__REQUIREMENTS__. Retype every one of the rows below, matching each line character for character.

[Location identification items]
++++++++++++++++++++
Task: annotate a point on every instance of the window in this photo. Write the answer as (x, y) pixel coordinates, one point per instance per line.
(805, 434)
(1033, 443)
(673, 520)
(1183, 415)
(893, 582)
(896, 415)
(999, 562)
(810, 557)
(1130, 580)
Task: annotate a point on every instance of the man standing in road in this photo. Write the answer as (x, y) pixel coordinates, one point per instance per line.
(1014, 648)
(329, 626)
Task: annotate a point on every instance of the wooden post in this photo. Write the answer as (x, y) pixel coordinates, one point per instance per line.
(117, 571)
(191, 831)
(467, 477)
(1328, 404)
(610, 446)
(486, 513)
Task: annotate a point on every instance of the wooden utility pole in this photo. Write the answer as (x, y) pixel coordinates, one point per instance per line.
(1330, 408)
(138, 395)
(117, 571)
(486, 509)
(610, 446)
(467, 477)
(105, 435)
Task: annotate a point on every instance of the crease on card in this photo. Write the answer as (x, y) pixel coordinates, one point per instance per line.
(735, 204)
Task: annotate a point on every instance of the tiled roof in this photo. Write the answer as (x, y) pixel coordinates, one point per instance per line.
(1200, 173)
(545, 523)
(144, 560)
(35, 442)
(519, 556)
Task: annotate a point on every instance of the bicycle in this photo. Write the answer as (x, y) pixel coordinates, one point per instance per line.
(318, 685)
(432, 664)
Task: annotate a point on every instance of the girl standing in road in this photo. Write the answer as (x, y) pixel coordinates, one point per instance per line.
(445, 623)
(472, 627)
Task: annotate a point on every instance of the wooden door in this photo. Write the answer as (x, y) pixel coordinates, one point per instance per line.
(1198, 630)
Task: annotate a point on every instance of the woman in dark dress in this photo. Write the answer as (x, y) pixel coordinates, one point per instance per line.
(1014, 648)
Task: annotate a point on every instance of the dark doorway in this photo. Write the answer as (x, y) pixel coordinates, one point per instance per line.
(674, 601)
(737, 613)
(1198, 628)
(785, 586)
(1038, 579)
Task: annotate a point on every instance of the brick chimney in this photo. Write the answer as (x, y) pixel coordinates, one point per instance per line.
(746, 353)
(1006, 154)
++++++++++++++++++++
__COMPLETE OUTPUT__.
Task: annotate a point on every instance of the window in this photo. Write the answer as (x, y) pixel coordinates, one point per instance per line.
(805, 434)
(1033, 443)
(673, 520)
(1183, 415)
(893, 582)
(896, 415)
(999, 562)
(810, 557)
(1130, 580)
Task: annotate a point on every instance of the man standing in road in this photo. Write the answer as (x, y) pixel coordinates, one point per instance per line.
(1014, 648)
(329, 626)
Task: annotate a point on every instance of the wooden post in this photo. Write the answer as (x, y) pixel coordinates, one point per instance per line.
(117, 571)
(191, 831)
(467, 477)
(1328, 404)
(610, 446)
(486, 513)
Task: annotate a point on every instance of the wooden utility pole in this photo. Write the answer as (x, y) pixel coordinates, one point per instance per line.
(1330, 408)
(138, 395)
(117, 571)
(486, 509)
(610, 446)
(467, 477)
(105, 435)
Task: annotate a point on every instance of the crease on card in this photo. Write the answer as (x, y) pixel coordinates, one point per instance per line.
(735, 204)
Task: annotate a point on every instance of the tiled roof in this photo. Write the answer as (x, y) pixel coordinates, one point per instance per line.
(1200, 173)
(545, 523)
(144, 560)
(35, 442)
(519, 556)
Task: annotate a point on every instance of the bicycle in this photo. Write the answer as (x, y) pixel coordinates, one point per instance per line.
(318, 685)
(432, 664)
Task: annotate a point on every instance of the girl standing in road in this photo. Write the answer as (x, y) pixel coordinates, one point per instance per line.
(445, 623)
(472, 627)
Task: annotate a point on every instance of the wooden door in this photo. Write the answer as (x, y) pixel coordinates, one point per instance per line.
(1198, 630)
Task: annotate a point on every instance of the woman in dark dress in this photo. Write the answer as (x, y) pixel coordinates, one point per instance per line.
(1014, 648)
Task: annotate a point on every instance of the dark doorway in this photo. Write the answer as (x, y) pixel coordinates, one point per instance per line.
(674, 601)
(737, 613)
(1198, 628)
(785, 586)
(1038, 579)
Task: annotate a point on every instance of the brick chimney in this photo. Write the answer as (x, y) pixel coordinates, one point per instance per line.
(746, 353)
(1006, 154)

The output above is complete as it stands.